Text passage
....

D. A. Powell’s Useless Landscape, or A Guide for Boys

The reader feels like a delighted child, listening to a filthy nursery rhyme written by a master of the English language . . .

 

Poet D. A. Powell, art by B. Lussier

D. A. Powell

In his Philosophical Investigations, Wittgenstein made it clear that his goal was not to provide a practical guide through philosophy, but rather to “travel over a wide field of thought criss-cross in every direction.” In the same way, D.A. Powell’s Useless Landscape, or A Guide for Boys (Graywolf Press, 2012) is not actually a guide through poetry or through life. “For years now, we’ve been criss-crossing / this same largesse of valley,” writes Powell in “Goodbye, My Fancy.” The speaker is writing about a man—a relationship, presumably—but he might as well be speaking from the point of view of a poet who is working on a fifth book that deals with much of the same subject matter as the previous four. Though Useless Landscape wouldn’t succeed as a guide in the traditional sense, it succeeds in the same way as Philosophical Investigations: it is a remarkable application of language and thought to lived experience.

 

Powell clearly does not intend for A Guide to provide the concrete guidance of a text such as the Boy Scout Handbook. Specific pieces of advice prove unreliable, contradicted by advice found elsewhere in the book. “Be unafraid of what the future brings,” says the speaker of “Tender Mercies” . . . but then, a few pages later, in “The Bathers” we read, “but sorry is the heart / that knows / what’s round the bend.” If we are to be guided to any understanding, it is that our experience of the world is mutable rather than concrete. Like Jorie Graham and other post-post-modernists, Powell thinks his way through the world as he writes, contradicting himself as he sees fit. He emphasizes the complexity of the human mind and the lack of certainty it faces in its constant encounter with the body to which it is attached, and the relationship of that mind/body’s ongoing encounter with the physical world.

....

(Coordinate annotation entries)
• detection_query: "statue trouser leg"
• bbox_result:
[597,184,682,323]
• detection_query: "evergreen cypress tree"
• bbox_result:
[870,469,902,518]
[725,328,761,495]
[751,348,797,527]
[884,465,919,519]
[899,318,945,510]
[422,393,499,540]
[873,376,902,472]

....

Copy out the part of the review that opens with the words containing "D. A. Powell’s" and closes with "language . . .". The entries are a separate body of material from the review.

D. A. Powell’s Useless Landscape, or A Guide for Boys

The reader feels like a delighted child, listening to a filthy nursery rhyme written by a master of the English language . . .